▸ REQUIRED ACTION
Filter the material below down to the lines containing the word "hair".

··· PROVIDED DATA

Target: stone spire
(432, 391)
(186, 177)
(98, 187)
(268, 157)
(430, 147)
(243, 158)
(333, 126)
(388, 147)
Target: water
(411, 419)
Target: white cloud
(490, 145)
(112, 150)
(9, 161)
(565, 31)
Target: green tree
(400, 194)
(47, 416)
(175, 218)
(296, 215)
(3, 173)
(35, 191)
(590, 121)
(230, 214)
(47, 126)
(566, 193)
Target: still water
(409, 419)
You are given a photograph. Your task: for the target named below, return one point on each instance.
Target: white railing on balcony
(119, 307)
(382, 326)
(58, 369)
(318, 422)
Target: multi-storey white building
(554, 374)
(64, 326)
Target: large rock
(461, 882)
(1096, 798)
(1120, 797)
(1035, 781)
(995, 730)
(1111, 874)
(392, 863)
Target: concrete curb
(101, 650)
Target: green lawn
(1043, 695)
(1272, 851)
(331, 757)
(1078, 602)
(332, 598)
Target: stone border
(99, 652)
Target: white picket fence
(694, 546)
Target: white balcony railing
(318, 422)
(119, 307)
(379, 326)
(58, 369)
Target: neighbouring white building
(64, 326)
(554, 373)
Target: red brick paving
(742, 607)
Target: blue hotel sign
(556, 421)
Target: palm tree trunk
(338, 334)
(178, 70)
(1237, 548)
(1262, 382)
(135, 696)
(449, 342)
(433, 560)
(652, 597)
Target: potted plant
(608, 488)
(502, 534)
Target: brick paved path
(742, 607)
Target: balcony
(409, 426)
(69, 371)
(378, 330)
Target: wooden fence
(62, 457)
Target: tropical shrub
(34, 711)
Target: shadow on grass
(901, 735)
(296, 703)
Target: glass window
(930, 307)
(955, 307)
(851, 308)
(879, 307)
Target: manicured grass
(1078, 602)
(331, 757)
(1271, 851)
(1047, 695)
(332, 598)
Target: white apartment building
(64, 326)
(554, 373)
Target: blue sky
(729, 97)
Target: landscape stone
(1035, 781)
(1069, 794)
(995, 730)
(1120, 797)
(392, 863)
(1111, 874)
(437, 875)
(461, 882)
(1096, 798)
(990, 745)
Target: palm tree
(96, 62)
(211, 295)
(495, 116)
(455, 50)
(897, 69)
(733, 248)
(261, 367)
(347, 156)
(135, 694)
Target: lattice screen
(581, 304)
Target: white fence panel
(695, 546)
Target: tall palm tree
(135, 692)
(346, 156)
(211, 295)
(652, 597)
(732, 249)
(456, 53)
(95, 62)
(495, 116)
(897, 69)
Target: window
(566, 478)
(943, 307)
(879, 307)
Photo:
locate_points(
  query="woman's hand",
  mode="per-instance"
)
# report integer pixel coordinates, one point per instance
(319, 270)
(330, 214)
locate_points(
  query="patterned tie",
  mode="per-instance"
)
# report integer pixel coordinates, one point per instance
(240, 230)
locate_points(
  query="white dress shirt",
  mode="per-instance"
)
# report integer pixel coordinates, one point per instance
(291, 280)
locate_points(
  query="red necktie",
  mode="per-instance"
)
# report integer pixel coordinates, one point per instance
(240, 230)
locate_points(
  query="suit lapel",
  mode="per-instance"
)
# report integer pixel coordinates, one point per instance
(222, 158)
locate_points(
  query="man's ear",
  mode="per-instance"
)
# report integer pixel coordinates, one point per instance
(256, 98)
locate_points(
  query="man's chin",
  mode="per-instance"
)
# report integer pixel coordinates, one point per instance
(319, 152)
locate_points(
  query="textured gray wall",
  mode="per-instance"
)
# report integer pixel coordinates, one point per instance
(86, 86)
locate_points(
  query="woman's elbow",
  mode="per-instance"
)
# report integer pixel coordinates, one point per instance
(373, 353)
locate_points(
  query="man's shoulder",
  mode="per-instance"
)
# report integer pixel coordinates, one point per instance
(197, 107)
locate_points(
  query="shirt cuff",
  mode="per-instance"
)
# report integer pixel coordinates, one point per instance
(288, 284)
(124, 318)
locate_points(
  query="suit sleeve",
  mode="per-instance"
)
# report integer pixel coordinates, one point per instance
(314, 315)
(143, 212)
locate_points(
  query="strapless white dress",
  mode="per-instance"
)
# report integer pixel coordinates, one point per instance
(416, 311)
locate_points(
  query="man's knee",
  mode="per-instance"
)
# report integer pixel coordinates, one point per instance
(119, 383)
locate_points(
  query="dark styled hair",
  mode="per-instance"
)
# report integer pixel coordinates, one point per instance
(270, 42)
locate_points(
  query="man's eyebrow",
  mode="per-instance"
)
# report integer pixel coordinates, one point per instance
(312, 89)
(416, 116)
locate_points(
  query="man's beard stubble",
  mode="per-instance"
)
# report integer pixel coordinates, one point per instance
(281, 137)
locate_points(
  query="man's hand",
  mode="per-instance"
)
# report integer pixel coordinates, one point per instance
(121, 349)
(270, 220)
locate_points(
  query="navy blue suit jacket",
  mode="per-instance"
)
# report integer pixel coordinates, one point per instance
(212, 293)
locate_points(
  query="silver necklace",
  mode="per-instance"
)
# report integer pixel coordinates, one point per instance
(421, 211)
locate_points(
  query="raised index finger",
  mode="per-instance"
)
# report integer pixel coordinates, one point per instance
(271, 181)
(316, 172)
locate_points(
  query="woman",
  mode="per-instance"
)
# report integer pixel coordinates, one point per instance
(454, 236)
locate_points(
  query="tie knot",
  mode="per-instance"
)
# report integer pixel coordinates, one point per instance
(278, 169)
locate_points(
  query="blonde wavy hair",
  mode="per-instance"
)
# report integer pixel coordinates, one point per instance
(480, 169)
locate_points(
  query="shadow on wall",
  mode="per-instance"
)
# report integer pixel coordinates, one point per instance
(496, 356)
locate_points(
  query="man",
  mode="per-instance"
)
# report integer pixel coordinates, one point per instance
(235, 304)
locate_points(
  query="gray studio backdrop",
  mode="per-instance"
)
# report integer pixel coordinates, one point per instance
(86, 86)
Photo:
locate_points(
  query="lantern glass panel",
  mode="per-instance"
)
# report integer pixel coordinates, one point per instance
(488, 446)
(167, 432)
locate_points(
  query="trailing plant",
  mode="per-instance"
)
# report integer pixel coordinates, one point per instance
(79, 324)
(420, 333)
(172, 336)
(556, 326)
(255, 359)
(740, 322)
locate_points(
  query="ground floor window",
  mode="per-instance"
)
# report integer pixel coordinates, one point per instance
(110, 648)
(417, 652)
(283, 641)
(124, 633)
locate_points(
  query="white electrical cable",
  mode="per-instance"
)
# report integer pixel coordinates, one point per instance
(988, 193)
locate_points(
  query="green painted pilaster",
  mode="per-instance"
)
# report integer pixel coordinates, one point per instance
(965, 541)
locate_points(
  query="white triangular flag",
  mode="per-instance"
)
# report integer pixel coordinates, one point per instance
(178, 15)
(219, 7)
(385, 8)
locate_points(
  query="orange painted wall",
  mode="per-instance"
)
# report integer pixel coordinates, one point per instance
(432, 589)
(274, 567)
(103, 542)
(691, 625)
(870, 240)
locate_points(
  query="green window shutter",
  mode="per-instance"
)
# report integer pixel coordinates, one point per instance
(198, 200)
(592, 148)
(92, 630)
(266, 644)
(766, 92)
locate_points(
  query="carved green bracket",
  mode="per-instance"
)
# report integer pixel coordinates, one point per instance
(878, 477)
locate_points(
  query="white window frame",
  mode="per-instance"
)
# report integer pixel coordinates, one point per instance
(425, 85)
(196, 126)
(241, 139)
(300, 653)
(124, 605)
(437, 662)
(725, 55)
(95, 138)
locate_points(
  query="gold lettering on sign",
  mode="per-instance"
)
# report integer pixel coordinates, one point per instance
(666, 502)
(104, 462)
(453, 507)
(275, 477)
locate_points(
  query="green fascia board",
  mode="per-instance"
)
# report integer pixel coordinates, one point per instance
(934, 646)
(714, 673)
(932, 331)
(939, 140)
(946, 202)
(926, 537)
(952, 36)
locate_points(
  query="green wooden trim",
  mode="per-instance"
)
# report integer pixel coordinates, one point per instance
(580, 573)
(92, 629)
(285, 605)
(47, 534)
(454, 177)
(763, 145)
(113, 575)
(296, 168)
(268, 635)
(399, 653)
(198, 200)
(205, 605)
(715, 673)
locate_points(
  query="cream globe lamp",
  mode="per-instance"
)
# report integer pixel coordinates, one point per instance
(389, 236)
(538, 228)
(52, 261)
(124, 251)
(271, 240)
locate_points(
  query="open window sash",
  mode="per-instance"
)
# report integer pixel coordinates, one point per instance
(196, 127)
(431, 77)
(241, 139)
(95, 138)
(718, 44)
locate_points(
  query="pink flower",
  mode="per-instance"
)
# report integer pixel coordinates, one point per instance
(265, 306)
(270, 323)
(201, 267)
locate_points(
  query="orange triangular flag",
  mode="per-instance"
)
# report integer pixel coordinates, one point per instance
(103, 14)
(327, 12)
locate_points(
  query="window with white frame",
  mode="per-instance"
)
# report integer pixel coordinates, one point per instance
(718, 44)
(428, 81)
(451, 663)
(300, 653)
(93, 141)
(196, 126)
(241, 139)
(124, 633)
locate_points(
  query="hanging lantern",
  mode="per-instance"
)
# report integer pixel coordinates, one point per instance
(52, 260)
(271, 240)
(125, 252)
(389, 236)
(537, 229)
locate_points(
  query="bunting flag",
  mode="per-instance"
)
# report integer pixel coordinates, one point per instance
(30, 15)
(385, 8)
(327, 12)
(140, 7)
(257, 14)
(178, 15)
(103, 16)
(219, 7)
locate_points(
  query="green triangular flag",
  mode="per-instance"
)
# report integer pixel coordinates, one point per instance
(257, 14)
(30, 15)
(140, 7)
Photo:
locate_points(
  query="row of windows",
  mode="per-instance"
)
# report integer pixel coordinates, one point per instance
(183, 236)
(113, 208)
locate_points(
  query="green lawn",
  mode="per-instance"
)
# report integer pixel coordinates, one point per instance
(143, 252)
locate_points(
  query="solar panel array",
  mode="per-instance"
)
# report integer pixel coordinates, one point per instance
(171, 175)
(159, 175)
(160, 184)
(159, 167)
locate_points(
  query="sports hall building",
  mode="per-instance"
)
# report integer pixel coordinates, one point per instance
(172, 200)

······

▸ RESULT
  query="dark styled hair",
  query="blonde wavy hair",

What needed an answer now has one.